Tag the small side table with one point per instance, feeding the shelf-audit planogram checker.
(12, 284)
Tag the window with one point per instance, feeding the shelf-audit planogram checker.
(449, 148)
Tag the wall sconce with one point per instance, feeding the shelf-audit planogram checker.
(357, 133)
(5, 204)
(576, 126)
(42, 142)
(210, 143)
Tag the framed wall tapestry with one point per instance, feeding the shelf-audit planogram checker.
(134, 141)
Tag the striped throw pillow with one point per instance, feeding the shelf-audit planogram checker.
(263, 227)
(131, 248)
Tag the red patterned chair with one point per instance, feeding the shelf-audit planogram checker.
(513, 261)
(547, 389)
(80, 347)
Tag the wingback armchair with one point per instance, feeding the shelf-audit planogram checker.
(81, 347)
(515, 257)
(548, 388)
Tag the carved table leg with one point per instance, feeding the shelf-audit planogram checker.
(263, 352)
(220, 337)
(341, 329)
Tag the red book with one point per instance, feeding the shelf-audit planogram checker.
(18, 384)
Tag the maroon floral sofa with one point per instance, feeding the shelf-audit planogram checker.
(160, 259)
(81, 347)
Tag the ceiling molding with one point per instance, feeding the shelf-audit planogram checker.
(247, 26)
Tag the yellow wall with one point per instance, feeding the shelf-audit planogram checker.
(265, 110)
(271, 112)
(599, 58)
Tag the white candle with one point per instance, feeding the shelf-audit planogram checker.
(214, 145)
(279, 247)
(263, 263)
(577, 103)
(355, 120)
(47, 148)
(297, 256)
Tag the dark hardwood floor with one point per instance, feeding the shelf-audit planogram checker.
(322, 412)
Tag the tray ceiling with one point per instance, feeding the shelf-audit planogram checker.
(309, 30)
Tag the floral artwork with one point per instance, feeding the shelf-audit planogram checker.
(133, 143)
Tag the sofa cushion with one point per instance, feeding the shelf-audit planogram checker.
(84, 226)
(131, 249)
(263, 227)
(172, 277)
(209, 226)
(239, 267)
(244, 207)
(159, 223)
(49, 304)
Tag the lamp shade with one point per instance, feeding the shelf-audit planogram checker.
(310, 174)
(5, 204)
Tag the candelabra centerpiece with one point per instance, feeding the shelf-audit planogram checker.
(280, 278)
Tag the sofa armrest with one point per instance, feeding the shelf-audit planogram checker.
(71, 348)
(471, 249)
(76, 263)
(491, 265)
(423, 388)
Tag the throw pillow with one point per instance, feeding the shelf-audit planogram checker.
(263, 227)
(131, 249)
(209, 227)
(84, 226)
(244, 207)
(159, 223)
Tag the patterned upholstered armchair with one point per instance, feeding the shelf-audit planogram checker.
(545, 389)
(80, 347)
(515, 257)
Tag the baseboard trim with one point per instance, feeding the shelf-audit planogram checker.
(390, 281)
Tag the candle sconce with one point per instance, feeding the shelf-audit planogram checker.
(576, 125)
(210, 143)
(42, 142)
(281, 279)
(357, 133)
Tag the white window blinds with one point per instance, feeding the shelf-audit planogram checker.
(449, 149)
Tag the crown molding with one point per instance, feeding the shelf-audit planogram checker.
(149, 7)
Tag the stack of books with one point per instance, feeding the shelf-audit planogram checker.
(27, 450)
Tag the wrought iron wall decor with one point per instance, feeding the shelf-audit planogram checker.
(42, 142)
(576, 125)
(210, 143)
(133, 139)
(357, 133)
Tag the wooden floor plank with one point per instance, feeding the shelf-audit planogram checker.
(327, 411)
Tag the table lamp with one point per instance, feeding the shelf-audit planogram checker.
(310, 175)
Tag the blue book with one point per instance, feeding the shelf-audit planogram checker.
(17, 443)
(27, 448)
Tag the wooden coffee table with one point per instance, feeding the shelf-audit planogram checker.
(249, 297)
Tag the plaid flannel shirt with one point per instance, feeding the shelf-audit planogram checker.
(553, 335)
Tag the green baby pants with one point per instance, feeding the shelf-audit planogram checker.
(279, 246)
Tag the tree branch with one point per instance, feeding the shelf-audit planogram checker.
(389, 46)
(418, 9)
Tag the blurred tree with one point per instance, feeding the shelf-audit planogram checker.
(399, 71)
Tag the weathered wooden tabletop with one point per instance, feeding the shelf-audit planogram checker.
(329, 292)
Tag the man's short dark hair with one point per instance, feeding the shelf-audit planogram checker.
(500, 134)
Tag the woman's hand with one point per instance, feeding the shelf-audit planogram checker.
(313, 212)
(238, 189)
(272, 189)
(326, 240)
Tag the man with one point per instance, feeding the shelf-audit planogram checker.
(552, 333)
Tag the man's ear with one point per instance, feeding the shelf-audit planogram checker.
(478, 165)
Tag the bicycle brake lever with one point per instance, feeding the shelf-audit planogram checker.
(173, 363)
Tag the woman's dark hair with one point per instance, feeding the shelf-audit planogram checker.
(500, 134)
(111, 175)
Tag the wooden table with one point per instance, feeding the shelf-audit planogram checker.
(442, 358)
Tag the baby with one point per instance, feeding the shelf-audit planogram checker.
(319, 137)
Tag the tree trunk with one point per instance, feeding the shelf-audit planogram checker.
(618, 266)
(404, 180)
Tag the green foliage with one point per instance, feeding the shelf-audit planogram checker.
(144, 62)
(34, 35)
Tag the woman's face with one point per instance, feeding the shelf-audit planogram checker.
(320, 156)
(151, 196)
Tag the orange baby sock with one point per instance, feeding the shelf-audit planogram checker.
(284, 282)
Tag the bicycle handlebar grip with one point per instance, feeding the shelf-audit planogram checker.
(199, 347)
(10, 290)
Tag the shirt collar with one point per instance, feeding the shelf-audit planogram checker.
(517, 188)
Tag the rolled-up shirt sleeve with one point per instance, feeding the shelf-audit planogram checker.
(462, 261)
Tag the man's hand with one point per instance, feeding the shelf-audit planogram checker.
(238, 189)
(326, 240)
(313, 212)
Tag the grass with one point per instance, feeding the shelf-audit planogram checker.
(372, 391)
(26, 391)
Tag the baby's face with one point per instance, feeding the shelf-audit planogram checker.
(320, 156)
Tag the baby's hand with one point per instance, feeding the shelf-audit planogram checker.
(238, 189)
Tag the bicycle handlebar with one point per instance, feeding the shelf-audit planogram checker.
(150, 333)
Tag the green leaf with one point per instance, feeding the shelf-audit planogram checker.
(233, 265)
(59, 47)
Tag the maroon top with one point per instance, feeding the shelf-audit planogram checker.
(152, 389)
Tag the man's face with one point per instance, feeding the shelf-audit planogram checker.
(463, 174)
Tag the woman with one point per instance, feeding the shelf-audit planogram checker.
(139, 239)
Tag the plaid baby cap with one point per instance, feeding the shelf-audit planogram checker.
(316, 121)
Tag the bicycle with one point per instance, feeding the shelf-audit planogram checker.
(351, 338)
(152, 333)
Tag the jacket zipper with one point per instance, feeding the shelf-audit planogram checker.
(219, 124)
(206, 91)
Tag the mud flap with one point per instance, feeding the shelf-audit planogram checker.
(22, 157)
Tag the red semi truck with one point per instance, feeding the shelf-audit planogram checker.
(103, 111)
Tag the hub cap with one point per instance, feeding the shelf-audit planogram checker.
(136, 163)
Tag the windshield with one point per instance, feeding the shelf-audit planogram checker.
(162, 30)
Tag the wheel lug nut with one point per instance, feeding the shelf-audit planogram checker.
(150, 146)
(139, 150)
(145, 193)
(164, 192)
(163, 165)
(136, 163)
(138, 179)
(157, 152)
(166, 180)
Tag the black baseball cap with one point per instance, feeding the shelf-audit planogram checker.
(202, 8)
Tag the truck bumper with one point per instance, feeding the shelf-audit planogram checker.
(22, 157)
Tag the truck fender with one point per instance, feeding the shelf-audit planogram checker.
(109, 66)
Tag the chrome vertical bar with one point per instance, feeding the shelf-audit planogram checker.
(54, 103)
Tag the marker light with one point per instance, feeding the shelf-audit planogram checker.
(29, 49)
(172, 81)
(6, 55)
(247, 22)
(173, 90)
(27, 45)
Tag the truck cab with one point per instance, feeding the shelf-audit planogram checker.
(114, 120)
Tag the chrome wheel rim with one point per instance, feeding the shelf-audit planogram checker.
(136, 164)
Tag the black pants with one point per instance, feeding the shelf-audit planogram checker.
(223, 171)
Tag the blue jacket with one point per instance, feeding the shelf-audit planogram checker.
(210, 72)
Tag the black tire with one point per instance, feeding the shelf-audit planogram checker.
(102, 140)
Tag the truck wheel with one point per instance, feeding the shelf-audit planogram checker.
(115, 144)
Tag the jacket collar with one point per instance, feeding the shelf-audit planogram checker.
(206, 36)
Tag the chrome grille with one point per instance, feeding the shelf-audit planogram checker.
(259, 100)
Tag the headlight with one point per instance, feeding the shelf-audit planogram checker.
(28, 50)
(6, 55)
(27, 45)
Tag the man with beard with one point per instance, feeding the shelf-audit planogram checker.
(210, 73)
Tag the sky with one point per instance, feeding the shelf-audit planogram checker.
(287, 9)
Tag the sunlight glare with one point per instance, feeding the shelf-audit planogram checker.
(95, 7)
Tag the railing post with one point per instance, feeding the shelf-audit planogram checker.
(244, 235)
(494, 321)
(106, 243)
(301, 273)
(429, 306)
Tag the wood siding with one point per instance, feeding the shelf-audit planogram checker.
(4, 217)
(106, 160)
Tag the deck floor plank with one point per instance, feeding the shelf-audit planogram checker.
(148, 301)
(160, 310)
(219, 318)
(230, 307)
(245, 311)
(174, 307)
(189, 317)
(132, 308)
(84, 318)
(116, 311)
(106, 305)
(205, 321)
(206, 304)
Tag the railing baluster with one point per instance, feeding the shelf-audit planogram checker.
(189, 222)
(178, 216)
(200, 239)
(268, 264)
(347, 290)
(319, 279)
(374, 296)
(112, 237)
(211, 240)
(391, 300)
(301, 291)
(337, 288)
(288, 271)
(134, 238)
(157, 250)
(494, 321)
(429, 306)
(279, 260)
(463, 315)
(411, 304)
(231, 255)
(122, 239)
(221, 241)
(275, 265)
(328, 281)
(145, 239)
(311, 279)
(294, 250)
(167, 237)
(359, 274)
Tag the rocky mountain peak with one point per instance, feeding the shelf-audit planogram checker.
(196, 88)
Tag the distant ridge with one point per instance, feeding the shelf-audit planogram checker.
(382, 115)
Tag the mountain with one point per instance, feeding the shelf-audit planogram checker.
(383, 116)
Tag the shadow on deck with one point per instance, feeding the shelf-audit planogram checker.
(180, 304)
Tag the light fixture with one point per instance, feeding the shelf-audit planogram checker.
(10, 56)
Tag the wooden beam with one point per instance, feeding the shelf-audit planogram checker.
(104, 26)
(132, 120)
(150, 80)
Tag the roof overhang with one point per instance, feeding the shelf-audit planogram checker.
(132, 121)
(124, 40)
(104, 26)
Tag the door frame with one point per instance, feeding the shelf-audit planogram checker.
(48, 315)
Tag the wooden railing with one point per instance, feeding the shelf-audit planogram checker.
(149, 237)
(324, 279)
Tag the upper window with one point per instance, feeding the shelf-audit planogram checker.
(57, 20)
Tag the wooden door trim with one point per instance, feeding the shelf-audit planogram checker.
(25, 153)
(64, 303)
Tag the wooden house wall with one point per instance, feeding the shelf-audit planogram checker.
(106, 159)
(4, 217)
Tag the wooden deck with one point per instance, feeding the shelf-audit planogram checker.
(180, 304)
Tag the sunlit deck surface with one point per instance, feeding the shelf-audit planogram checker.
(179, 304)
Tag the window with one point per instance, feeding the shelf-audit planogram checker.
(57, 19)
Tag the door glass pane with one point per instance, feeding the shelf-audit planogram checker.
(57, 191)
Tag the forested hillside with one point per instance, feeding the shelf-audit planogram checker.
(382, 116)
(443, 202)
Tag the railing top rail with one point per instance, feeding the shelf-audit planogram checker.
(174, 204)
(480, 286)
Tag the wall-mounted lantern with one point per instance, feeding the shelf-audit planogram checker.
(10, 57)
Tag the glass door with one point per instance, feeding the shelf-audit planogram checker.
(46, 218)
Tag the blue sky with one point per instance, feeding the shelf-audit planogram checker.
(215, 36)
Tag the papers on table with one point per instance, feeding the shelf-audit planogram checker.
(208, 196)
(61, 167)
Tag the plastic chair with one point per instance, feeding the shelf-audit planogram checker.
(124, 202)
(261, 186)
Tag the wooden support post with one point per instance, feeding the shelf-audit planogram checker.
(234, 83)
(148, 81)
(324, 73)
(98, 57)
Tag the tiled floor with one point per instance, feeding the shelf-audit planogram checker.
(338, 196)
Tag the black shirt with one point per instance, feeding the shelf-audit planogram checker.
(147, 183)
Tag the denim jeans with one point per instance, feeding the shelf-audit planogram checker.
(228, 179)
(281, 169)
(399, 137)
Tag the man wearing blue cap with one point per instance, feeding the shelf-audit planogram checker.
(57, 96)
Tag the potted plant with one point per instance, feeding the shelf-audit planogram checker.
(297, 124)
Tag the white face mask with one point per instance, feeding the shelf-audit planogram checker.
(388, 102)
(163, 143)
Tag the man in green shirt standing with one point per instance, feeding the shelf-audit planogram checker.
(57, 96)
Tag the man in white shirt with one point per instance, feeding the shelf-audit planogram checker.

**TASK:**
Everything from the line containing "Tag the tiled" through the last line of the records must be given again exactly; leave out all other lines.

**REPLY:**
Tag the tiled floor with one point per instance, feeding the shelf-audit planogram checker.
(338, 196)
Tag the black shirt with one point per instance, feeding the shelf-audit planogram checker.
(147, 183)
Tag the denim jeans with one point per instance, feeding the shelf-audit planogram checker.
(228, 179)
(281, 169)
(399, 137)
Tag the man wearing blue cap with one point per instance, feeding the shelf-audit planogram checker.
(57, 96)
Tag the potted plant with one point per instance, feeding the shelf-audit planogram checker.
(297, 124)
Tag the white face mask with one point per instance, feeding the shelf-audit planogram checker.
(388, 102)
(163, 143)
Tag the man in green shirt standing with one point per instance, feeding the shelf-audit planogram checker.
(57, 96)
Tag the man in white shirt with one point per instance, feeding the shelf-audit planogram checker.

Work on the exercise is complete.